- _SHORT TASK A_: Gather every line of the records that contains the word "gray".

- _PASSAGE PROVIDED_:
::::

Saturday, April 18, 2009

Swiss Red Cross hostage rescued in Philippines

A photo released by the Sulu Provincial Government showed Swiss national Andreas Notter, of the International Committee of the Red Cross, after policemen and armed villagers rescued him from the Abu Sayyaf in Indanan town in Sulu province on Saturday, April 18, 2009. Notter is presented by Sulu Gov. Sakur Tan to Interior Secy. Ronaldo Puno and Defense chief Gilberto Toeodoro. The Abu Sayyaf is still holding Italian Red Cross hostage Eugenio Vagni, both men and Filipino aid worker Mary Jean Lacaba were kidnapped January 15 in Sulu. Lacaba was freed on April 2 in Indanan town. (Best available photo / Caption by the Mindanao Examiner)

ZAMBOANGA CITY, Philippines (Mindanao Examiner / Apr. 18) – Police forces and armed civilians have rescued Saturday one of two foreign Red Cross workers kidnapped by the Abu Sayyaf terrorists in the southern Philippine province of Sulu.

Swiss national Andreas Notter was rescued as the Abu Sayyaf tried to spirit him from police cordon at around 5.30 a.m. in Indanan town, sources said. Aside from the Swiss, the Abu Sayyaf is still holding Italian hostage Eugenio Vagni, but he was not with the group that held Notter.

Policemen and armed villagers, led by Senior Superintendent Julasirim Kasim, the Sulu police chief, were guarding the area when they spotted Notter along with a group of armed men and pursued them until the Swiss hostage was rescued.

“The Abu Sayyaf guards were overwhelmed by police forces and armed villagers and they had no choice but to leave Notter behind. He was later brought to the house of Governor Sakur Tan, who is the head of the crisis management committee,” said one source privy to the rescue operation.

It was unknown how the Abu Sayyaf managed to pass through a military cordon in the town’s jungle undetected by soldiers.

But hundreds of policemen and armed village guards have also put up a cordon near the highways in Indanan to prevent the Abu Sayyaf from escaping. It was near the area where they intercepted Notter’s group.

The military insisted troops found Notter and that he was abandoned by the Abu Sayyaf because of pressure exerted by the cordon set up by soldiers in the jungle.

Tan presented the freed hostage to Defense chief Gilberto Teodoro and Interior Secy. Ronaldo Puno at his house. They later held a press conference at the Provincial Capitol where Notter thanked the authorities for his rescue.

::::

- _SUPPLIED DATA_:
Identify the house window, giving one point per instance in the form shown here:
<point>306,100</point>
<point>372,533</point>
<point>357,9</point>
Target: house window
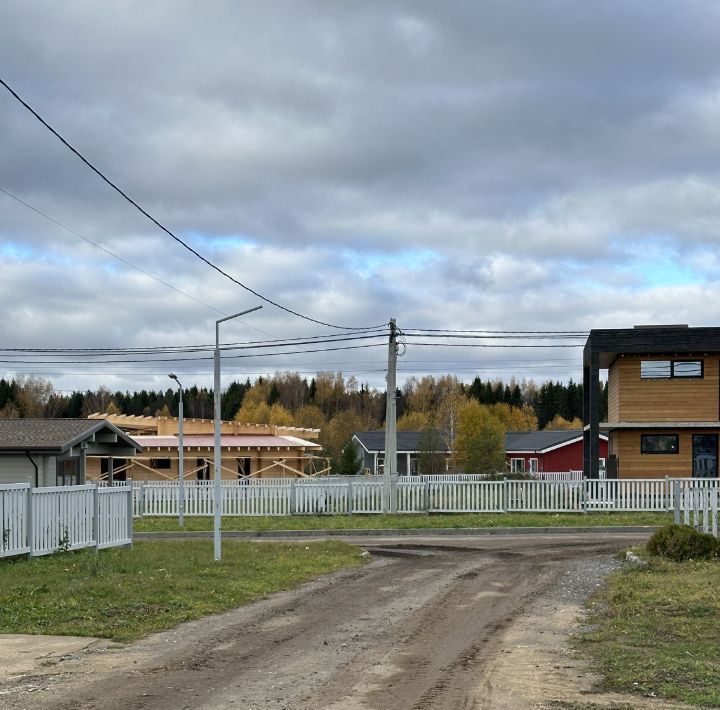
<point>203,469</point>
<point>666,369</point>
<point>659,443</point>
<point>67,472</point>
<point>687,368</point>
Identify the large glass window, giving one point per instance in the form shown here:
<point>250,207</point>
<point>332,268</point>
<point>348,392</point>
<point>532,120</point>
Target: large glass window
<point>665,369</point>
<point>659,443</point>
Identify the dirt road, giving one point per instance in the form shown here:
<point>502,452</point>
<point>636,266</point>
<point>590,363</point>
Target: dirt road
<point>471,623</point>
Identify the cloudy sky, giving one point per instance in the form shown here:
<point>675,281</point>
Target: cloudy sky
<point>493,165</point>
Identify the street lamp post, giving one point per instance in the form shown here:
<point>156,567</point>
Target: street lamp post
<point>217,450</point>
<point>181,458</point>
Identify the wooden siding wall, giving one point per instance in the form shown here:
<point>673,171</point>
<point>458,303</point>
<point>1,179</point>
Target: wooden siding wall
<point>662,400</point>
<point>17,468</point>
<point>633,464</point>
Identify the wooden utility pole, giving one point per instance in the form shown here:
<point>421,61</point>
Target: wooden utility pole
<point>390,465</point>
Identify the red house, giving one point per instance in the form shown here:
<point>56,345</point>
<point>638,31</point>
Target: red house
<point>548,451</point>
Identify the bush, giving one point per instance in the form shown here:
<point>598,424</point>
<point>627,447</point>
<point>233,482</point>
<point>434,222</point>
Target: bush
<point>681,542</point>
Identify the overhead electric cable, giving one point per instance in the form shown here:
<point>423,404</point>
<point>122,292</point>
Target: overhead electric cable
<point>159,350</point>
<point>191,359</point>
<point>159,224</point>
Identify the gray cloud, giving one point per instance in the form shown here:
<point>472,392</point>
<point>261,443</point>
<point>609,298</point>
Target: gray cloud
<point>511,165</point>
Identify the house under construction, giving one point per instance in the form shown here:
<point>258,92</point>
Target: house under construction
<point>248,450</point>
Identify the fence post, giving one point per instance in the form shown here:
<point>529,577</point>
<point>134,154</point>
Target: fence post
<point>293,498</point>
<point>142,499</point>
<point>130,514</point>
<point>96,517</point>
<point>29,523</point>
<point>676,501</point>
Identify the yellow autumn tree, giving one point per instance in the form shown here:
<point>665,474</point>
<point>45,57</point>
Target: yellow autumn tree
<point>414,421</point>
<point>480,440</point>
<point>559,422</point>
<point>514,418</point>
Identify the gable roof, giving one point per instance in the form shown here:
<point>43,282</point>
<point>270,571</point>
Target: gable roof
<point>407,441</point>
<point>237,441</point>
<point>57,435</point>
<point>541,441</point>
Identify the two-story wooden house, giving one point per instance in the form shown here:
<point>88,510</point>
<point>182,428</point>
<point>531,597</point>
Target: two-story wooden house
<point>663,401</point>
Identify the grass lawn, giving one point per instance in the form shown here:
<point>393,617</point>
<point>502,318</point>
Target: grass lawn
<point>657,631</point>
<point>404,521</point>
<point>124,594</point>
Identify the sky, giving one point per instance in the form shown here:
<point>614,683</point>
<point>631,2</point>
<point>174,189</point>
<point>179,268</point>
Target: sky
<point>499,165</point>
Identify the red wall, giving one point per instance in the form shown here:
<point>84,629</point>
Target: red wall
<point>564,458</point>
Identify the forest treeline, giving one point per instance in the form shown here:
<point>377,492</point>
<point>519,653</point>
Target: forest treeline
<point>335,404</point>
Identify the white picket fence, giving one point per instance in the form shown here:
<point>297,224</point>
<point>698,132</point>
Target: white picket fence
<point>40,521</point>
<point>699,507</point>
<point>411,494</point>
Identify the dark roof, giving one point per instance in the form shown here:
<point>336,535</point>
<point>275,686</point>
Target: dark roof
<point>54,435</point>
<point>407,441</point>
<point>675,340</point>
<point>537,441</point>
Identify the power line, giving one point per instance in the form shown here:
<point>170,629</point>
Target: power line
<point>159,224</point>
<point>584,333</point>
<point>181,350</point>
<point>495,345</point>
<point>191,359</point>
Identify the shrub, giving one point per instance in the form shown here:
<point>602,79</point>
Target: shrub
<point>681,542</point>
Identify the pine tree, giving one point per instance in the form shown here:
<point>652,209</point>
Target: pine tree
<point>349,462</point>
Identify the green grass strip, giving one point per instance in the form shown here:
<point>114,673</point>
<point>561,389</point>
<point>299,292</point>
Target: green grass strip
<point>124,594</point>
<point>405,521</point>
<point>656,632</point>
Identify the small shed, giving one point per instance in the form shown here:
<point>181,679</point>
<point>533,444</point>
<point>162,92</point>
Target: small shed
<point>370,447</point>
<point>548,450</point>
<point>53,452</point>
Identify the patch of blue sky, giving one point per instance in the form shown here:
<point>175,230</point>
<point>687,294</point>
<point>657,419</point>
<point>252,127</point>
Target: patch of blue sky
<point>655,261</point>
<point>18,252</point>
<point>220,240</point>
<point>367,263</point>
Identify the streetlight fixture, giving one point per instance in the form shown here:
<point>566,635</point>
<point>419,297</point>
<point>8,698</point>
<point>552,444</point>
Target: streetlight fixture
<point>217,449</point>
<point>181,457</point>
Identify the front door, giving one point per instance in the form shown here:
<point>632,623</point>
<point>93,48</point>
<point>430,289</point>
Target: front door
<point>705,455</point>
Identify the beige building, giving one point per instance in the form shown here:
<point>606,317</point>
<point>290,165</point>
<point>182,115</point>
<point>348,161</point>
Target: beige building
<point>663,401</point>
<point>248,450</point>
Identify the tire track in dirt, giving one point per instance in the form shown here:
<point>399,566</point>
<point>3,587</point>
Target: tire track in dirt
<point>415,629</point>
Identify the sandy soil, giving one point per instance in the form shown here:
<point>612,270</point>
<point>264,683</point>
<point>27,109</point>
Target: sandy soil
<point>436,623</point>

::::

- _SHORT TASK B_: Copy the section of the hostage rescue article between "Policemen and armed villagers, led" and "intercepted Notter’s group.", inclusive, swapping "cordon" for "blockade".

- _CORRECT RESPONSE A_:
Identify the gray cloud, giving one point per instance in the form shown here:
Target: gray cloud

- _CORRECT RESPONSE B_:
Policemen and armed villagers, led by Senior Superintendent Julasirim Kasim, the Sulu police chief, were guarding the area when they spotted Notter along with a group of armed men and pursued them until the Swiss hostage was rescued.

“The Abu Sayyaf guards were overwhelmed by police forces and armed villagers and they had no choice but to leave Notter behind. He was later brought to the house of Governor Sakur Tan, who is the head of the crisis management committee,” said one source privy to the rescue operation.

It was unknown how the Abu Sayyaf managed to pass through a military blockade in the town’s jungle undetected by soldiers.

But hundreds of policemen and armed village guards have also put up a blockade near the highways in Indanan to prevent the Abu Sayyaf from escaping. It was near the area where they intercepted Notter’s group.